• [What is expected]:
Rewrite the records below as a JSON list of strings with one string per line, leaving out blank lines and the pictures.

• [Location annotation dataset excerpts]:
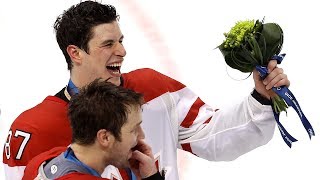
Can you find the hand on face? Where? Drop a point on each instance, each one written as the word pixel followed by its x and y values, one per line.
pixel 275 78
pixel 142 161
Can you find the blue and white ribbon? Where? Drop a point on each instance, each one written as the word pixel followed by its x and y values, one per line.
pixel 289 98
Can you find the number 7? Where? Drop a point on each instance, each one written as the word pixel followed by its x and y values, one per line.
pixel 26 136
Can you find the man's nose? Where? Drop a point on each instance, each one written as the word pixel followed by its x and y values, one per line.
pixel 120 50
pixel 141 134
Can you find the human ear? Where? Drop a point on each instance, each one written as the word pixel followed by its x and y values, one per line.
pixel 104 137
pixel 74 53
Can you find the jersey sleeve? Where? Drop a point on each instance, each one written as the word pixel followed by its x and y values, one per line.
pixel 217 135
pixel 225 134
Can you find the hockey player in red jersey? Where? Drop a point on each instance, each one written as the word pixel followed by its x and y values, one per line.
pixel 173 117
pixel 106 130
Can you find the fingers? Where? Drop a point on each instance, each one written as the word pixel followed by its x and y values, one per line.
pixel 276 78
pixel 146 165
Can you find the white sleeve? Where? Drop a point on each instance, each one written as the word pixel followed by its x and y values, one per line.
pixel 222 135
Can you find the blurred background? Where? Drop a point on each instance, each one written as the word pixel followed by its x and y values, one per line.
pixel 177 38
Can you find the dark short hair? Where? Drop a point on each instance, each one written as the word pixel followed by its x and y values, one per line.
pixel 74 26
pixel 100 105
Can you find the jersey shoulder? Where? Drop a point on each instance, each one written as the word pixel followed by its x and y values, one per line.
pixel 32 168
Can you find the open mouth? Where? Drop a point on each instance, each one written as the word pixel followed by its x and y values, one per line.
pixel 114 69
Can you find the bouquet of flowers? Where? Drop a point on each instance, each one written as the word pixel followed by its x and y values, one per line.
pixel 251 45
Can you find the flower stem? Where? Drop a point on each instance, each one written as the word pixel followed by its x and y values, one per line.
pixel 279 104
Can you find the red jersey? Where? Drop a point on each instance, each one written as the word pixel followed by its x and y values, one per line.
pixel 173 117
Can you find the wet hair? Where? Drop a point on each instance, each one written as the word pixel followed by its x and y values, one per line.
pixel 101 105
pixel 74 26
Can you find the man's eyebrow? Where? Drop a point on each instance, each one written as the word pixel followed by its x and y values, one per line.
pixel 111 40
pixel 138 124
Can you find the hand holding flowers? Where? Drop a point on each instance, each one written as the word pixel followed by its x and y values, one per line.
pixel 254 46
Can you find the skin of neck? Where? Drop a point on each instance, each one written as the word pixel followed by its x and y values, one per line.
pixel 90 155
pixel 79 79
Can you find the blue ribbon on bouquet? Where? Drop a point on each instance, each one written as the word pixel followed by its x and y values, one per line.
pixel 289 98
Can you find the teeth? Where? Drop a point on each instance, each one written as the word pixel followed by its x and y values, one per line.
pixel 115 72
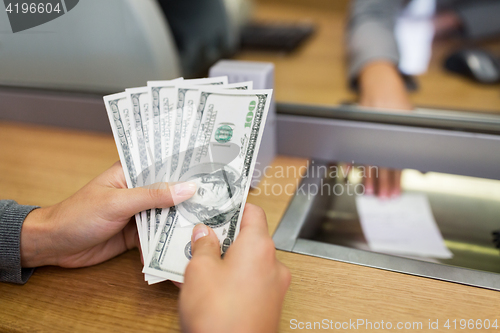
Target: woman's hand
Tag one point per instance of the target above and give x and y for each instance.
(94, 224)
(242, 292)
(382, 87)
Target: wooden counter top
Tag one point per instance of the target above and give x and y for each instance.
(45, 165)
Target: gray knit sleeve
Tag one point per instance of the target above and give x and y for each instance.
(370, 33)
(12, 217)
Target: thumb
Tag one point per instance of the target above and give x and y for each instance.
(159, 195)
(205, 242)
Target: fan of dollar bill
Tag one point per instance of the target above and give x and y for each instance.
(204, 131)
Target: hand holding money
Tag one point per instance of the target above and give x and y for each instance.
(94, 224)
(202, 131)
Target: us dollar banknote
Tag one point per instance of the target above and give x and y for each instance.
(116, 105)
(221, 163)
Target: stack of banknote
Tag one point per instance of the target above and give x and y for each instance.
(203, 131)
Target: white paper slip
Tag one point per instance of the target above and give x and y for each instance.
(403, 226)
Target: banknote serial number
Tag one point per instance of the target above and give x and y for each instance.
(33, 8)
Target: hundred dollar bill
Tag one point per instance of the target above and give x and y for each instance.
(195, 121)
(187, 99)
(116, 105)
(221, 163)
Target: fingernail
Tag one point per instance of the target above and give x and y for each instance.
(184, 189)
(199, 231)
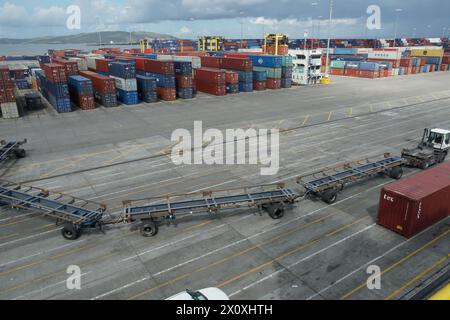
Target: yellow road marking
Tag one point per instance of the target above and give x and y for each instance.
(9, 236)
(329, 115)
(253, 247)
(418, 277)
(405, 258)
(306, 120)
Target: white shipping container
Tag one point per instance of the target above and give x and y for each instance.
(9, 110)
(384, 55)
(125, 84)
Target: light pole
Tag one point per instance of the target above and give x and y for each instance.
(329, 39)
(396, 22)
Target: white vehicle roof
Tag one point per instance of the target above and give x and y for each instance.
(440, 131)
(208, 294)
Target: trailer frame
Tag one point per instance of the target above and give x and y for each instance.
(74, 213)
(155, 210)
(7, 149)
(327, 182)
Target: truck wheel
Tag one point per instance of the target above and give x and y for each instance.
(275, 211)
(70, 232)
(148, 229)
(424, 165)
(396, 173)
(329, 196)
(20, 153)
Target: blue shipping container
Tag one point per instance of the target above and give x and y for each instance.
(146, 83)
(259, 75)
(245, 87)
(267, 61)
(81, 85)
(369, 66)
(233, 88)
(148, 96)
(127, 97)
(106, 99)
(183, 68)
(124, 70)
(185, 93)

• [Answer below]:
[
  "Can you find the hand on face? Where? Drop a point on each instance, each one written as the word pixel followed by its x and y values, one per line.",
  "pixel 275 78",
  "pixel 142 161",
  "Can you find the blue and white ribbon? Where? Drop a point on each instance, each one written as the word pixel followed by its x and y values, one per line.",
  "pixel 289 98",
  "Can you find the number 7? Where? Drop a point on each instance, each one written as the word pixel followed by its x and y values, one per line.",
  "pixel 26 136",
  "Can you find the man's nose? Where? Drop a point on each instance, each one written as the word pixel followed by its x and y values, one per line.",
  "pixel 120 50",
  "pixel 141 134",
  "Can you find the human ear? Where? Drop a point on each instance, each one written as the word pixel followed by its x and y values, one per line.",
  "pixel 104 137",
  "pixel 74 53",
  "Can you find the jersey sleeve? Where? Drop a point on each instance, each one written as the word pixel followed by its x and y values, one per line.",
  "pixel 217 135",
  "pixel 225 134",
  "Can you find the hockey player in red jersey? Where? Drop a point on each instance, each one written as the word pixel followed by its x and y values, one per line.",
  "pixel 173 117",
  "pixel 106 130",
  "Can you find the fingers? Where? Drop a point on each instance, each one written as the word pixel followed by its x and y values, one per line.",
  "pixel 276 78",
  "pixel 146 165",
  "Can you find the white sleeve? Where? Drop a point on each instance, each one written as the word pixel followed by its x and y values, one per line.",
  "pixel 222 135",
  "Can you find the blurred background? Where? Drop a point on each instance, each one written as the word pixel followed by its x and y values, one per line.",
  "pixel 177 38",
  "Can you find the dark short hair? Where? Drop a point on each instance, each one written as the word pixel followed by its x and y values, one per line.",
  "pixel 74 26",
  "pixel 100 105",
  "Can you find the jersey shoulder? Where? Drop a point on each instance, each one written as the word pixel followed by its x and y values, one per line.",
  "pixel 32 168",
  "Can you find the open mouth? Where? Drop a point on each instance, each one written as the word pixel followed by its x and y values, one per line.",
  "pixel 114 69",
  "Can you find the bouquet of flowers? Where? Drop a point on each instance, each one written as the word pixel followed by its x and y values, one per line.",
  "pixel 251 45",
  "Can you find the flower stem? Where? Drop a point on each instance, each one written as the word pixel followed by its x and y values, one per line.",
  "pixel 279 104",
  "Can you find the red jersey? Where? Drop a point on each instance, each one written as the word pixel followed by its x and y values, one per line.",
  "pixel 173 117",
  "Can you find the wet hair? Where? Drop a point on each instance, each one written as the word pixel followed by its x and y values, one per line.",
  "pixel 101 105",
  "pixel 74 26",
  "Can you find the man's eyebrow? Where? Drop a point on each instance, each one written as the word pixel followed by its x and y values, one per line.",
  "pixel 111 40",
  "pixel 138 124",
  "Can you find the hand holding flowers? Where? Drop a point on each instance, each one written as the word pixel followed by its x and y values, one per line.",
  "pixel 254 46",
  "Can you find the skin of neck? Where? Drop a point on each instance, each one written as the word pixel followed by its x and y values, one per line.",
  "pixel 90 155",
  "pixel 79 79",
  "Can you find the blue ribbon on bouquet? Where? Drop a point on each instance, each one written as the word pixel followed by its x and y values, one per line.",
  "pixel 289 98",
  "Can you find the teeth? Where? Drop a point on each instance, each one written as the word pixel followed by its x and y values, one per line.",
  "pixel 115 72",
  "Target: woman's hand",
  "Tag one point per instance of the target above and give x and y for each instance.",
  "(94, 224)",
  "(242, 292)",
  "(382, 87)",
  "Target: wooden counter top",
  "Tag one point per instance of the target above and give x and y for each instance.",
  "(45, 165)",
  "Target: gray knit sleeve",
  "Tag one point per instance of the target above and give x and y for each instance.",
  "(370, 33)",
  "(12, 217)",
  "Target: thumb",
  "Tag one point per instance of the target above and give x and y for each instance.",
  "(159, 195)",
  "(205, 242)",
  "Target: fan of dollar bill",
  "Tag one point per instance of the target above and give x and y for each instance.",
  "(204, 131)",
  "Target: hand holding money",
  "Tag one point per instance of the target above and give x and y for each instance.",
  "(94, 224)",
  "(202, 131)",
  "Target: us dollar banknote",
  "Tag one point per instance of the target above and give x and y for each instance.",
  "(116, 105)",
  "(221, 163)",
  "Target: stack of banknote",
  "Tag one point per instance of the target above and give x and y for each instance.",
  "(203, 131)",
  "Target: white paper slip",
  "Tag one point per instance of the target above and give x and y for each instance.",
  "(403, 226)",
  "Target: banknote serial number",
  "Tag one point per instance of the target above and give x and y for each instance.",
  "(33, 8)",
  "Target: hundred dollar bill",
  "Tag one point per instance of the target above and give x and y for each instance.",
  "(195, 121)",
  "(187, 99)",
  "(116, 105)",
  "(221, 163)",
  "Target: fingernail",
  "Tag one point per instance of the target above and give x and y for each instance.",
  "(184, 189)",
  "(199, 231)",
  "Target: yellow road marking",
  "Tag one point per instance of the target above and give x and y for each instance.",
  "(9, 236)",
  "(329, 115)",
  "(253, 247)",
  "(418, 277)",
  "(405, 258)",
  "(306, 120)",
  "Target: white shipping container",
  "Tag one point per instance of the target above and give x and y for each instance.",
  "(9, 110)",
  "(384, 55)",
  "(125, 84)",
  "Target: light pole",
  "Tag one point per instance of the target above and give x and y for each instance.",
  "(329, 39)",
  "(396, 22)",
  "Target: white vehicle roof",
  "Tag one point per instance of the target above and give x and y for each instance.",
  "(440, 131)",
  "(208, 294)",
  "Target: trailer frame",
  "Tag one point per instance of the target above and give x and y for each instance.",
  "(74, 213)",
  "(155, 210)",
  "(7, 149)",
  "(327, 182)",
  "Target: truck wheel",
  "Tag one point per instance of the target above and give x and y for each instance.",
  "(275, 211)",
  "(70, 232)",
  "(148, 229)",
  "(424, 165)",
  "(396, 173)",
  "(329, 196)",
  "(20, 153)",
  "Target: blue shipping container",
  "Tag one point per instance of the target above and give x and y for each instance.",
  "(146, 83)",
  "(259, 75)",
  "(245, 87)",
  "(267, 61)",
  "(81, 85)",
  "(369, 66)",
  "(233, 88)",
  "(148, 96)",
  "(127, 97)",
  "(106, 99)",
  "(183, 68)",
  "(124, 70)",
  "(185, 93)"
]